- DIRECTIONS
Determine how many lines below contain the string "green" and give that number without anything else.
::::::::
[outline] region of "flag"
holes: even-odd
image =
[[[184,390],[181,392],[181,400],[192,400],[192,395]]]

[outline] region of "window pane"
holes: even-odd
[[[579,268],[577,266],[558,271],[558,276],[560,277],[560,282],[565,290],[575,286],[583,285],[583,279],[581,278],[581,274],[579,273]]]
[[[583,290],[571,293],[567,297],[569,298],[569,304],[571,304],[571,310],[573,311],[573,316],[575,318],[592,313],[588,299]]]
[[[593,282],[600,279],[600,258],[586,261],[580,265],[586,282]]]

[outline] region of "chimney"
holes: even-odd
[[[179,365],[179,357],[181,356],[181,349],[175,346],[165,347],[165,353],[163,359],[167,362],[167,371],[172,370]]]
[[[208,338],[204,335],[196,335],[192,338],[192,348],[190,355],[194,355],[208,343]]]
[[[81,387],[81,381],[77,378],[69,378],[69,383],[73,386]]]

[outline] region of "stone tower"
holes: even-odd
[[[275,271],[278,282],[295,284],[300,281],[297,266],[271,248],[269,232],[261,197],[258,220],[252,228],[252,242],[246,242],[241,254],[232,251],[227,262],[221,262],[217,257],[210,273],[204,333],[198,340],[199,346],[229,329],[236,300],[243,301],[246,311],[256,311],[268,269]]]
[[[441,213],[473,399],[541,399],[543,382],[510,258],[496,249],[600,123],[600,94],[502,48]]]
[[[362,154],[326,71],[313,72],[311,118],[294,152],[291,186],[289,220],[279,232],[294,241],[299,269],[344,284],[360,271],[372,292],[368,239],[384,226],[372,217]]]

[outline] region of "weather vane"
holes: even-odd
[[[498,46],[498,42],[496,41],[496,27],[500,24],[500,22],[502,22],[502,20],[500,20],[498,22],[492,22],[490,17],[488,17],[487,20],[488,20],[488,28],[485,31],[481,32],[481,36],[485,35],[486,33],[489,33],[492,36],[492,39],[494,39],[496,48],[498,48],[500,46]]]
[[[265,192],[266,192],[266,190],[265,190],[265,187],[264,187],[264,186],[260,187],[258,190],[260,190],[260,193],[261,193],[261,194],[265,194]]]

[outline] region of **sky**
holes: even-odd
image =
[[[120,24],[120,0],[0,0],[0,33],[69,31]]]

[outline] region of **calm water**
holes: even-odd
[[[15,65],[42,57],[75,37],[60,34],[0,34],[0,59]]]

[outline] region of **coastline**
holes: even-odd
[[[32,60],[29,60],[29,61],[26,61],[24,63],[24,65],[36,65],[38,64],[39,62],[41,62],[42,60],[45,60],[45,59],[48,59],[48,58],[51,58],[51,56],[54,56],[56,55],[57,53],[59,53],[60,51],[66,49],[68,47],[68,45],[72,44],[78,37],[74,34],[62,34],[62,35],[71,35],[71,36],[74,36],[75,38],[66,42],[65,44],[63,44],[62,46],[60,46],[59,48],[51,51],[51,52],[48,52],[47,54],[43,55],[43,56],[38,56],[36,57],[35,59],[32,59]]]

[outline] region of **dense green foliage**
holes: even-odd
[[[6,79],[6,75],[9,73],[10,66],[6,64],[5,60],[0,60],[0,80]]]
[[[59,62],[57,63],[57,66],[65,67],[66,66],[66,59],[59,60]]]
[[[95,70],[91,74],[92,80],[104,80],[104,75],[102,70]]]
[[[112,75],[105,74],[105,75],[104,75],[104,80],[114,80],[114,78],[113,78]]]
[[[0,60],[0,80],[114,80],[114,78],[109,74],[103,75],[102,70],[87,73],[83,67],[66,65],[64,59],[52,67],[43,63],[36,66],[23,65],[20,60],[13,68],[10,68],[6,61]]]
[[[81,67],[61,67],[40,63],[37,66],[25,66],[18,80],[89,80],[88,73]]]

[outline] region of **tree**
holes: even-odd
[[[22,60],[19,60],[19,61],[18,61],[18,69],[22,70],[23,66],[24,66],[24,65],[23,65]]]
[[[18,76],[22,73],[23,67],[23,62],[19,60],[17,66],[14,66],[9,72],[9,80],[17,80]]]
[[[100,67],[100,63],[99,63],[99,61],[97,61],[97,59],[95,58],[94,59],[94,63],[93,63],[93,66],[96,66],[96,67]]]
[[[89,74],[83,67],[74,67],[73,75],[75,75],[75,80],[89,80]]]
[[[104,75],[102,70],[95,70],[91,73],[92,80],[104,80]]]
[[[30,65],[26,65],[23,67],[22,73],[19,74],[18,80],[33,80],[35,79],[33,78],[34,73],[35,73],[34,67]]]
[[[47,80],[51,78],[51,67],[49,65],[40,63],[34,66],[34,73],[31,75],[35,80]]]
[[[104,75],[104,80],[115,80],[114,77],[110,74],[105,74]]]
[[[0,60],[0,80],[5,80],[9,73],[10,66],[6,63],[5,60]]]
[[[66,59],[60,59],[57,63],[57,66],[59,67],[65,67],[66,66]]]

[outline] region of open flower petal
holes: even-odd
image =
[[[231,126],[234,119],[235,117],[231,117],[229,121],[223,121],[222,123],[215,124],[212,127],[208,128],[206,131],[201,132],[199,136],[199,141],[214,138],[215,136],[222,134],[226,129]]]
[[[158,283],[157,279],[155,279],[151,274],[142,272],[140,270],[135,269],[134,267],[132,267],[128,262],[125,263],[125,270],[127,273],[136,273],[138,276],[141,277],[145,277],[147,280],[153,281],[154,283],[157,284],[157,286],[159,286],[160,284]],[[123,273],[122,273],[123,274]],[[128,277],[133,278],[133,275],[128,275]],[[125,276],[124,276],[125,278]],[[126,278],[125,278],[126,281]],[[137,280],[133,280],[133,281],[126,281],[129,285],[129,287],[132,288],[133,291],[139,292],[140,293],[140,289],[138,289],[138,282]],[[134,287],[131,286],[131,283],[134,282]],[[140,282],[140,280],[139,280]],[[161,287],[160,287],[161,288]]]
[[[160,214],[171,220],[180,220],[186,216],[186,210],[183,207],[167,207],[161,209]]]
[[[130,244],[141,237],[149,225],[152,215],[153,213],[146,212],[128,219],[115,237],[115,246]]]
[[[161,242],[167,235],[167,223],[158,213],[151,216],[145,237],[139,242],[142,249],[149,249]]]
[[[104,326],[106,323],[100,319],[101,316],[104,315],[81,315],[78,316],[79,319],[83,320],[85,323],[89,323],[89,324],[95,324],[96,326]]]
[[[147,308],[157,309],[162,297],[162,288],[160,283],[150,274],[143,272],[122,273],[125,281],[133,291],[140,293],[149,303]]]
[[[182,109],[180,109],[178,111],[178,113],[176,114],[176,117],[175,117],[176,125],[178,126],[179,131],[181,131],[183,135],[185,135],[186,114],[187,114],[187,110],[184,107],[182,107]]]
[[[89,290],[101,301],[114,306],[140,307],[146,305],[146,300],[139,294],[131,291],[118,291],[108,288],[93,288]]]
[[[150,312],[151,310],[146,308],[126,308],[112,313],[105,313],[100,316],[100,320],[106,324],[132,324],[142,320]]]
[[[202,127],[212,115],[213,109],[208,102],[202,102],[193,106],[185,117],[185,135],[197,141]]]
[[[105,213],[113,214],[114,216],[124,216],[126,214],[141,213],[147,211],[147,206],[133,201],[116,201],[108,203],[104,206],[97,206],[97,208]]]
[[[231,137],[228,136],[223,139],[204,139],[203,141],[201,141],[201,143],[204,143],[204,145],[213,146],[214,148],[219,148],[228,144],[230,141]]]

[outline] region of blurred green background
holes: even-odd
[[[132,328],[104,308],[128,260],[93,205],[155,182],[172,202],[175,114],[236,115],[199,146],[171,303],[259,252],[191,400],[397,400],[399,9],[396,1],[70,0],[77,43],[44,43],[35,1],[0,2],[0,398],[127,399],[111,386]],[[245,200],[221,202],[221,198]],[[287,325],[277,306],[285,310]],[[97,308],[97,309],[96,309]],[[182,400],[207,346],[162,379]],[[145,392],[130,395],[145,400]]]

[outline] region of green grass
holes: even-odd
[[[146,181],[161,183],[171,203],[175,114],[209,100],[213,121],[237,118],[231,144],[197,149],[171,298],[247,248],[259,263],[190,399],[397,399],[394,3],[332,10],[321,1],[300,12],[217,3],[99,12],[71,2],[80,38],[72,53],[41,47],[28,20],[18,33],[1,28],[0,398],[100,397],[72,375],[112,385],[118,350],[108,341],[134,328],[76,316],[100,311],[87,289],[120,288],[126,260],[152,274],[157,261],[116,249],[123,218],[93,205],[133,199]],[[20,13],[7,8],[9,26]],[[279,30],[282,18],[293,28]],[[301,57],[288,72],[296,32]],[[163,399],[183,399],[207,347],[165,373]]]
::::::::
- WRITTEN RESPONSE
3